(Passage shown begins)

The Soviet program with cosmonauts went well during the decade, experiencing only minor setbacks. The Salyut 6 space station, launched in 1977, was replaced by Salyut 7 in 1982. Then came Mir in 1986, which ended up operating for more than a decade, and was destined to be the last in the line of Soviet space stations that had begun in 1971. One of the Soviet Union's last "superprojects" was the Buran space shuttle; it was only used once, in 1988.
The American auto industry began in the 1980s in a thoroughly grim situation, faced with poor quality control, rising import competition, and a severe economic downturn. Chrysler and American Motors (AMC) were near bankruptcy, and Ford was little better off. Only GM continued with business as usual. But the auto makers recovered with the economy by 1983, and in 1985 auto sales in the United States hit a new record. However, the Japanese were now a major presence, and would begin manufacturing cars in the US to get around tariffs. In 1986, Hyundai became the first Korean auto maker to enter the American market. In the same year, the Yugoslavian-built Yugo was brought to the US, but the car was so small and cheap, that it became the subject of jokes. It was sold up to 1991, when economic sanctions against Yugoslavia forced its withdrawal from the American market.
As the decade progressed, cars became smaller and more efficient in design. In 1983, Ford design teams began to incorporate aerodynamic styling to decrease drag while in motion. The Thunderbird was one of the first cars to receive these design changes. In 1985, Ford released the Taurus with a design that was revolutionary among domestic mass market automobiles.

(Passage shown ends)
(Data supplied begins)

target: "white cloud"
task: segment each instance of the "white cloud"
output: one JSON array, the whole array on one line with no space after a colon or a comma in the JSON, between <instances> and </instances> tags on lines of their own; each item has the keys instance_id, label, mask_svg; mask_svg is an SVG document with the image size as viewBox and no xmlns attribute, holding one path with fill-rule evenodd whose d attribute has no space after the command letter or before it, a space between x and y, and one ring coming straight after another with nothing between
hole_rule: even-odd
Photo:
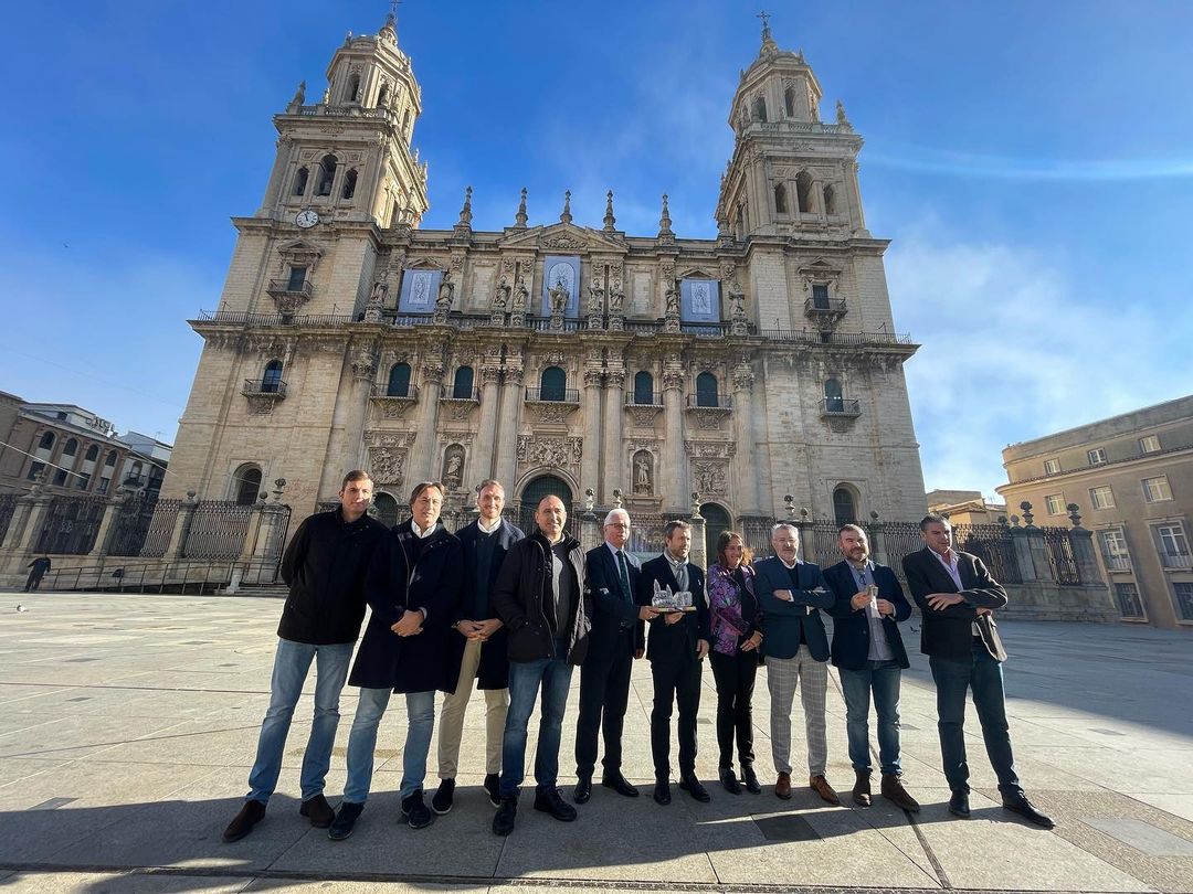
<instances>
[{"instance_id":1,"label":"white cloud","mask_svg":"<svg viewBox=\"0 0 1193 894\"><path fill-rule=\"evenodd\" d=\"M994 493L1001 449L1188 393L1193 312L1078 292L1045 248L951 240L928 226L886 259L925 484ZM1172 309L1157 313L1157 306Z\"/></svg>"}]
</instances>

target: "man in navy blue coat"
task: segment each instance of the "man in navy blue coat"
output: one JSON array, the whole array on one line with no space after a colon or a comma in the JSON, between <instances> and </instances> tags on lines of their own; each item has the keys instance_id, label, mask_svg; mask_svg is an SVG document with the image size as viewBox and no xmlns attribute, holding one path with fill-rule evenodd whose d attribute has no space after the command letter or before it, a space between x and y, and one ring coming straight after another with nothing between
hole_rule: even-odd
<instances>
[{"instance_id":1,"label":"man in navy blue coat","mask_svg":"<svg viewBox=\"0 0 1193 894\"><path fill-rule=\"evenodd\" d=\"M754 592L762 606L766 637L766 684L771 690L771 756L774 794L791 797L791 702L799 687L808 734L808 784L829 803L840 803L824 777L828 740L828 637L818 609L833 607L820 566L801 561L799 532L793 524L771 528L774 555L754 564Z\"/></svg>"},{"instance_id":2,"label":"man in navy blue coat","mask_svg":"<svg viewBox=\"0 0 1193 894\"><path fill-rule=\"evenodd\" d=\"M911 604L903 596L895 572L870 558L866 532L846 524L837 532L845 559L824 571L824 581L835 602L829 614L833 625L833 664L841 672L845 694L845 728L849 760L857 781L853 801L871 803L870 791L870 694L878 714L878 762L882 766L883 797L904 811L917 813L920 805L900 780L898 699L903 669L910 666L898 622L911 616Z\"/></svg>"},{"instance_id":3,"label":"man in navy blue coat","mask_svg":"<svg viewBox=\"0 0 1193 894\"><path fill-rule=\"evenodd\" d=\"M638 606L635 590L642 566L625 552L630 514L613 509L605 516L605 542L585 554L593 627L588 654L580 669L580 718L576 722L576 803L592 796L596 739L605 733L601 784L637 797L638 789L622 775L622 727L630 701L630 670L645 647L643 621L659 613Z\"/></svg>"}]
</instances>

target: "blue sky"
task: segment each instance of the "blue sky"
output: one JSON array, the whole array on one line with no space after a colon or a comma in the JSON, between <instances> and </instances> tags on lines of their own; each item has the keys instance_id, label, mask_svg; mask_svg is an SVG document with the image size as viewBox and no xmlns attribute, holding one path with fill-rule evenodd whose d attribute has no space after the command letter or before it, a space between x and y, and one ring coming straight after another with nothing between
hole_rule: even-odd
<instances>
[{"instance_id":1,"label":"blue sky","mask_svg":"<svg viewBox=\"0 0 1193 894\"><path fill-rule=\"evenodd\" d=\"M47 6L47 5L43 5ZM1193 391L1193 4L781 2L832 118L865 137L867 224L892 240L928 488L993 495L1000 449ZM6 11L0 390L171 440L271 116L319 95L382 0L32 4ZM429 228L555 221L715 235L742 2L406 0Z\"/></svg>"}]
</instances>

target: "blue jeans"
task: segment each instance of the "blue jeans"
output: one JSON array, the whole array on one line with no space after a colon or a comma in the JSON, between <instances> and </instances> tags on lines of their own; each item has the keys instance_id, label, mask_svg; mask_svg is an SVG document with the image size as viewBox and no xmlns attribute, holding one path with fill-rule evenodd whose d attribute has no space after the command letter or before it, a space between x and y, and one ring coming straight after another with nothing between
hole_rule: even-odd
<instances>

(Data supplied ends)

**Set of tasks**
a. In the passage on the 1980s, turn the paragraph beginning "The American auto industry began" into a short bulleted list that keeps its main facts.
b. Answer these questions using the passage on the 1980s:
(i) In what year was Mir launched?
(ii) Which company became the first Korean automaker to enter the American market?
(iii) Which car was one of the first to receive Ford's aerodynamic design changes?
c. Resume the passage on the 1980s after its last sentence and continue it.

**Task answers**
a.
- The American auto industry entered the 1980s facing poor quality control, rising import competition and a severe economic downturn.
- Chrysler and AMC were near bankruptcy and Ford was little better off; only GM carried on as usual.
- Automakers recovered with the economy by 1983, and US auto sales set a record in 1985.
- The Japanese became a major presence and began building cars in the US to avoid tariffs.
- In 1986 Hyundai became the first Korean automaker in the American market.
- Also in 1986 the small, cheap Yugoslavian Yugo arrived in the US and became the subject of jokes. It was sold until 1991, when sanctions against Yugoslavia forced its withdrawal.

b.
(i) 1986
(ii) Hyundai
(iii) The Thunderbird

c.
General Motors began suffering significant losses in the late 1980s, partially the result of chairman Roger Smith's restructuring attempts, and partially because of increasingly dated cars. An example were customers who increasingly purchased European luxury cars rather than Cadillacs. In 1985, GM started Saturn (the first new American make since the Edsel), with the goal of producing high-quality import fighters. Production would not begin until 1990.
Chrysler introduced its new compact, front-wheel drive K-cars in 1981. Under the leadership of Lee Iacocca, the company turned a profit again the following year, and by 1983 paid off its government loans. A succession of models using this automobile platform followed. The most significant were the minivans in 1984. These proved a to be popular and they would dominate the van market for more than a decade. In 1987, Chrysler purchased the Italian makes of Lamborghini and Maserati. In the same year, Chrysler bought AMC from Renault laying to rest the last significant independent U.S. automaker, but acquiring the hugely profitable Jeep line and continuing the Eagle brand until the late 1990s.
The DMC DeLorean was the brainchild of John DeLorean, a flamboyant former GM executive. Production of the gull-winged sports car began in Northern Ireland in 1981. John DeLorean was arrested in October 1982. He was acquitted of all charges in 1984, but too late for the DeLorean Motor Company, which closed down in 1983. The DeLorean gained renewed fame afterward as the time machine in the Back to the Future film trilogy.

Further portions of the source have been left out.